* CONSIGNA 1: Enumera todas las cantidades del fragmento sobre el mijo que llevan explícitamente la palabra «kilos».
* CONSIGNA 2: Según el fragmento sobre el mijo, ¿a cuántos kilos equivale una tia?
* CONSIGNA 3: Resume el fragmento sobre el mijo en dos oraciones.

* FRAGMENTO PROPORCIONADO:
+===+

Hussena y yo nos ponemos a hacer cuentas. Un año muy muy bueno cada campito les puede dar unos 900 kilos de mijo; 1.800 en total. Una familia grande como la suya necesita por lo menos dos tias —cada tia son dos kilos y medio— de mijo por día: cinco kilos diarios de grano sin pelar. Cinco por 365 son 1.825: ni siquiera en un año excepcional les alcanza para comer todos los días. Y eso sin contar todos los demás gastos: sal, azúcar, té, algún tomate, ropa, zapatos, transportes, kerosén para la lámpara, herramientas, remedios.

+===+

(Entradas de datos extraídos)
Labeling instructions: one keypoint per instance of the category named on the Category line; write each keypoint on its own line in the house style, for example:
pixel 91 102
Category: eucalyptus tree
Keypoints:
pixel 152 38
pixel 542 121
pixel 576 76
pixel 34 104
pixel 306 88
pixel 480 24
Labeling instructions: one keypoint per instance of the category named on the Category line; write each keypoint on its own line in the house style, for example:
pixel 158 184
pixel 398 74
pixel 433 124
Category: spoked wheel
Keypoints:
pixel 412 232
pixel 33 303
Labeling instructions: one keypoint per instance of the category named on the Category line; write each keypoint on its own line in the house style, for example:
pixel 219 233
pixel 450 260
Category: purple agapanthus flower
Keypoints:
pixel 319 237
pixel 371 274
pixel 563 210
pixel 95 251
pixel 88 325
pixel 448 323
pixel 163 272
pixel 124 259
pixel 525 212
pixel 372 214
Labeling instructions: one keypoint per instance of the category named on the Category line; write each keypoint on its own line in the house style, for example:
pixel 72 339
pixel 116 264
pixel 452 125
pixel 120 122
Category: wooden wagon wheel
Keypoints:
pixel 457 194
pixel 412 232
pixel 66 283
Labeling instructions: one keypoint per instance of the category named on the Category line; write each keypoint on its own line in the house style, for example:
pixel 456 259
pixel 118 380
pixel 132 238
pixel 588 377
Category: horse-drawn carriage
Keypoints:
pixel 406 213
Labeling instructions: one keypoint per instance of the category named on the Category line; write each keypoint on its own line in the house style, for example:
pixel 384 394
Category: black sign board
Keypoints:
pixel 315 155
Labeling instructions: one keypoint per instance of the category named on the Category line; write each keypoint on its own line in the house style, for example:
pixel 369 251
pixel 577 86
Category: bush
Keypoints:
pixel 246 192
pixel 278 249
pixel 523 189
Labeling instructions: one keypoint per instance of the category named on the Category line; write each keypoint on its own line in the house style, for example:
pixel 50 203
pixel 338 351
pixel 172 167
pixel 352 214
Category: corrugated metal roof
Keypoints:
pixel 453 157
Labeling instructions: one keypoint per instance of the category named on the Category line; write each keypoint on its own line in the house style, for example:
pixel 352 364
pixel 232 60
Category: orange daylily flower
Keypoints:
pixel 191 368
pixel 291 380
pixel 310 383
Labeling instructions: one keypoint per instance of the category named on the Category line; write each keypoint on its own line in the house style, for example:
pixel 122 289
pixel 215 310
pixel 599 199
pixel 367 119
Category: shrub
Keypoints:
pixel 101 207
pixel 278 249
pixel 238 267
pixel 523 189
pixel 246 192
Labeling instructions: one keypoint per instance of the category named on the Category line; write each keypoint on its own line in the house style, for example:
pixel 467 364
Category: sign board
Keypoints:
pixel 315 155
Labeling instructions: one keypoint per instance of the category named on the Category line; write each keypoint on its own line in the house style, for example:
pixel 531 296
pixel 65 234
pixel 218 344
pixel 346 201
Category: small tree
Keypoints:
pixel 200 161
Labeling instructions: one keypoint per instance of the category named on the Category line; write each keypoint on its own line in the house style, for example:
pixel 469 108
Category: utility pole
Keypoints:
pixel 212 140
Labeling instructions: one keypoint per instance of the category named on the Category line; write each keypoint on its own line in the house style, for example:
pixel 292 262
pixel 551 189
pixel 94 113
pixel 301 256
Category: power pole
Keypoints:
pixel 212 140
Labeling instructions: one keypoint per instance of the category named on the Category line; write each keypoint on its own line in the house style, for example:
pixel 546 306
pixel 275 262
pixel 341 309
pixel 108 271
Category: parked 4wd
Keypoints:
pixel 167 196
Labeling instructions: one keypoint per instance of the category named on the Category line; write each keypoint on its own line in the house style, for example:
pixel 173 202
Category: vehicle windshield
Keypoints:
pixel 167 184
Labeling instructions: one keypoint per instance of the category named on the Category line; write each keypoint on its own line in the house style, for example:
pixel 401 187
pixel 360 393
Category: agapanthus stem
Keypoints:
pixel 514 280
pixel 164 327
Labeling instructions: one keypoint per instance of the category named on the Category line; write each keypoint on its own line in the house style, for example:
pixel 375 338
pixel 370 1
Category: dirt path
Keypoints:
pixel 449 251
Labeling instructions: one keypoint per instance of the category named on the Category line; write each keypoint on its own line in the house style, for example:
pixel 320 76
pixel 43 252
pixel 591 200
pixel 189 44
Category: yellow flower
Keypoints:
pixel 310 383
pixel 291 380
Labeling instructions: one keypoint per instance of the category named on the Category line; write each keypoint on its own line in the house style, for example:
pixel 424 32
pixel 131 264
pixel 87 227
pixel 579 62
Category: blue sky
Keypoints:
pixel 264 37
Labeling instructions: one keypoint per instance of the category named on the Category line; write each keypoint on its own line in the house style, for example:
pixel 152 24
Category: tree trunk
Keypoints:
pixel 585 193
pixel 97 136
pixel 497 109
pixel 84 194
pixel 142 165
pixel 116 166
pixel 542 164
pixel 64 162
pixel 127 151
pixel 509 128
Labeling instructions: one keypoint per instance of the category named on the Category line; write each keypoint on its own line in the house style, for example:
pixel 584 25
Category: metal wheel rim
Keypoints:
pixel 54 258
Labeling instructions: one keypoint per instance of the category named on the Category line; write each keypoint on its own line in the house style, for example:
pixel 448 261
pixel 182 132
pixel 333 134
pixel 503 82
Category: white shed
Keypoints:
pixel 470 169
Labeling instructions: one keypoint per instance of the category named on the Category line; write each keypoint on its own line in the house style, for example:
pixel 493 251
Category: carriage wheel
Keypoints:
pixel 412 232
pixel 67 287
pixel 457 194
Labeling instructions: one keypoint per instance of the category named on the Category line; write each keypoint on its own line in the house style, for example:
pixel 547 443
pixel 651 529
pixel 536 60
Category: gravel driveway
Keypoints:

+===+

* SOLUCIÓN 1:
- Unos 900 kilos
- Dos kilos y medio
- Cinco kilos

* SOLUCIÓN 2: A dos kilos y medio.

* SOLUCIÓN 3: En un año muy bueno, los dos campitos de la familia pueden dar unos 1.800 kilos de mijo, pero la familia necesita cinco kilos diarios, es decir, 1.825 al año. Por eso, ni en un año excepcional le alcanza para comer todos los días, y a eso se suman otros gastos como sal, ropa, transporte y remedios.